INDICACIÓN =
Retoma la entrevista que aparece a continuación y prosíguela a partir de su última oración.

Siempre he profesado un deslumbramiento estremecido ante la presencia monumental de Alejo Carpentier, por su destreza como escritor, su vida ubérrima, su incesante curiosidad por las tecnologías y los movimientos de la creatividad y el pensamiento. Su oído perceptivo le permitió alcanzar unas sonoridades de la lengua que muy pocos escritores han logrado.
La eufonía de su prosa y la visión del mundo que en ella refleja deberían ser aspiraciones de todo novelista que aspire a la eternidad. Afortunado podría considerarse todo aquél que se le acerque a un centímetro del tacón de su zapato.
Usted se refiere a menudo, con satisfacción implícita, a muchos de sus libros, pero no recuerdo que mencione con frecuencia uno de ellos, Pasión de Urbino, incluso a menudo relegado por los críticos. ¿Se arrepiente de él o lo reivindica como hizo Cortázar con 62 Modelos para armar, al que llamaba «su hijito feo, pero secretamente preferido»?
No tengo ningún reproche que hacerle a Pasión de Urbino. Es una novela sin muchas pretensiones, perfectamente lograda dentro de las dimensiones que intenté. Creo que debe reeditarse. Constantemente recibo referencias de jóvenes que la han leído en bibliotecas, porque está agotados sus tirajes, y la prefieren a mis otras novelas de corte histórico y realista. Parte de las nuevas promociones se inclina por este tipo de literatura de mayor vuelo imaginativo y endebles contactos con la materialidad objetiva. Ese libro fue seleccionado en 1967, por el conjunto de los críticos cubanos, entre los mejores publicados ese año.
Usted, en un conversatorio en la Biblioteca Nacional de Cuba, afirmó: He vivido la vida y me he quemado bajo el sol. La frase casi equivale a un epitafio.
No hubo ninguna intención mortuoria. Simplemente quise decir que al cabo de medio siglo de brega puedo mostrar las cicatrices de las batallas que he librado en el camino.
Usted nació en cuna de oro, era hijo del presidente de la poderosa Asociación de Repórters, tenía casa en Varadero, Guanabo, y residencia en Miramar. Desde un inicio estuvo vinculado con la Revolución surgida su país. ¿Cómo se produjo en usted lo que pudiéramos llamar desclasamiento, cómo fue ese proceso de aprender a prescindir?
Mi padre también fue Decano del Colegio Nacional de Periodistas y era una figura influyente en el panorama cubano, pese a ello no me absorbió el sistema. Creo que mi educación revolucionaria se la debo en gran medida a la Universidad de La Habana que era una gran academia de rebeldía.

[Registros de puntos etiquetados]
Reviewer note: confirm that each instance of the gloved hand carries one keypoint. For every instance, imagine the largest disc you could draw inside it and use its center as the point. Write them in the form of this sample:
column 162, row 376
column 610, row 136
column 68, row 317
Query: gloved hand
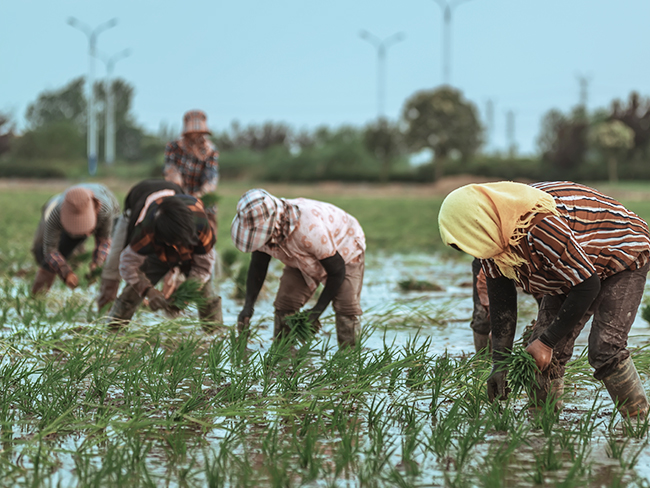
column 157, row 300
column 497, row 384
column 107, row 292
column 71, row 280
column 314, row 317
column 541, row 352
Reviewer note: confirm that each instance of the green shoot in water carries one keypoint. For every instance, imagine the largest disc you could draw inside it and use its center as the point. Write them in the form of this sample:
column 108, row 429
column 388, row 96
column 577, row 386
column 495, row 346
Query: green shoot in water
column 522, row 370
column 300, row 324
column 189, row 291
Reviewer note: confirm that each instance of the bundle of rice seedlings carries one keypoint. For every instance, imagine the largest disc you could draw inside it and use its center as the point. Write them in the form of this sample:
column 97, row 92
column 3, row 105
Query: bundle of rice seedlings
column 189, row 291
column 210, row 199
column 645, row 312
column 418, row 285
column 301, row 326
column 522, row 371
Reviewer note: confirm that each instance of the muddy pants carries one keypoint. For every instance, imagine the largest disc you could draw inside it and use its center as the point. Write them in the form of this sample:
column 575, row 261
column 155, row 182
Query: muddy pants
column 293, row 293
column 154, row 269
column 613, row 310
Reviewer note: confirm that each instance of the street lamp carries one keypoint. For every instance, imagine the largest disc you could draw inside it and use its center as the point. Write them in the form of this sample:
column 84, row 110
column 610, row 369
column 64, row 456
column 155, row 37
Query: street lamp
column 381, row 46
column 447, row 9
column 109, row 129
column 91, row 34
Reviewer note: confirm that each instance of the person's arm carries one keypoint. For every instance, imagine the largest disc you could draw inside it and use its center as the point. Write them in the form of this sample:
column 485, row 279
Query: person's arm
column 335, row 268
column 503, row 322
column 257, row 270
column 202, row 266
column 210, row 176
column 576, row 304
column 173, row 156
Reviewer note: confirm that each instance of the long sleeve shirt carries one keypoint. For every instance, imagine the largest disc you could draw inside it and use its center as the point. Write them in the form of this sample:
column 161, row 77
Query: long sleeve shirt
column 109, row 209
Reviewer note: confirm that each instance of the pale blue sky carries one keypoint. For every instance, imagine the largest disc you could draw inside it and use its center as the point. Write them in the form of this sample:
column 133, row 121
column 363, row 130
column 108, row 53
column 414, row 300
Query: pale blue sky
column 303, row 62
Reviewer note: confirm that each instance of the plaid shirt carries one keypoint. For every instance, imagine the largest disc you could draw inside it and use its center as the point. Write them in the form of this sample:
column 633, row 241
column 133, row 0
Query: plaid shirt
column 191, row 173
column 143, row 242
column 109, row 209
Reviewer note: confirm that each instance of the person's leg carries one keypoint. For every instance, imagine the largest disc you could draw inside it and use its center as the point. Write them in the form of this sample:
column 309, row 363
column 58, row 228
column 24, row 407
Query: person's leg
column 44, row 277
column 292, row 295
column 618, row 303
column 347, row 307
column 480, row 323
column 127, row 303
column 551, row 381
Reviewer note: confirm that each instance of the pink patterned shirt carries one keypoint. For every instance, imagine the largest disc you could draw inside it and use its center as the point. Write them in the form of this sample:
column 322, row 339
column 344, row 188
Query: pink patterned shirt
column 321, row 230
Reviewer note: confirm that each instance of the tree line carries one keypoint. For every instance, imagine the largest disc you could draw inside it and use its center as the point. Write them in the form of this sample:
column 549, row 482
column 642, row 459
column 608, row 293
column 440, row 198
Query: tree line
column 607, row 143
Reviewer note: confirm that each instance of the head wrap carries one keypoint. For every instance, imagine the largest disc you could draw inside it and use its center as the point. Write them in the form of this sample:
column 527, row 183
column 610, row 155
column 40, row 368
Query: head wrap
column 260, row 219
column 486, row 220
column 78, row 212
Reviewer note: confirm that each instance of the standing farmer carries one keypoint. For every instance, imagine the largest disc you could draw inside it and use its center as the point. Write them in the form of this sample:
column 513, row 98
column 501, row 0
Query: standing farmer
column 585, row 252
column 67, row 220
column 168, row 231
column 318, row 243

RESPUESTA DEL EJERCICIO =
En la década del cincuenta comencé a leer marxismo y me vinculé al Comité 30 de Septiembre, al cual también pertenecía Fidel Castro, Lionel Soto, Bilito Castellanos y Alfredo Guevara, entre otros.
Después estudié en Francia y aquel medio fue otra gran escuela de insurrección. Allí me vinculé a los movimientos estudiantiles de izquierda. Finalmente, a mi regreso a Cuba advertí con mayor nitidez las desigualdades, los atropellos y la irracional desorganización social.
Me uní a las actividades del Movimiento 26 de Julio y los sacrificios de aquellos muchachos, los martirios a que fueron sometidos por la dictadura, la abnegación y desinterés que los impulsaba, terminaron de persuadirme de la razón de aquella causa. En 1959 no era un revolucionario maduro pero estaba listo para aprender a serlo.
Usted ha sido considerado un hombre polémico y usted mismo se autodefine así. ¿Lo considera una virtud? Cuando se lo dicen, ¿lo toma como una crítica o como un elogio?
Hasta cierto punto lo tomo como un cumplido porque quiere decir que no he sido un conformista sumiso, un resignado sin criterio. A veces se me ha clasificado como «conflictivo» y no creo que haya nada de perturbador en ello porque he mantenido ciertas pautas de pensamiento y de conducta divergentes, pero he sostenido mis discrepancias con cordura y sin ceder jamás en los principios.
Mis disentimientos nunca fueron de fondo. Me considero revolucionario por ser intransigente.
¿Cuánto hay, en sus libros, de trabajo duro, a mano limpia, con la palabra?
Mucho. Pero debo decir que soy autor de una obra vasta y por tanto irregular. Aprendí trabajosamente el oficio y mi trajín incesante con las palabras es una adquisición de los últimos tiempos. En mis primeras obras no existe el mismo cuidado formal y en algunos casos las salva el ímpetu con que fueron escritas más que los primores de hechura.
¿Qué le inquieta como persona y como escritor? ¿Qué lo preocupa al punto de no dejarlo, a veces, dormir?
Haber realizado tanto esfuerzo en vano. Dejar de existir y convertirme en una partícula cósmica, olvidada y mínima. Que el tránsito humano no sea más que una ilusión de los sentidos. Formar parte de un magma difuso, impalpable, intrascendente.
¿Qué autores son sus «compañeros de viaje» todavía?
Alejo Carpentier, Nicolás Guillén, Joyce, Stendhal, Flaubert, Sartre, Malraux, Hemingway, Quevedo, Thomas Mann, Malcolm Lowry, Nabokov, Dos Passos, Pablo de la Torriente, Graham Greene.
Para algunos críticos, Ud. es un novelista fundamentalmente urbano o citadino. ¿Está de acuerdo con esa definición?
No estoy de acuerdo. Mi experiencia vital ha sido citadina, no hay dudas; no soy un hombre de campo, pero mis novelas históricas se desarrollan en toda la vasta extensión de la isla cubana.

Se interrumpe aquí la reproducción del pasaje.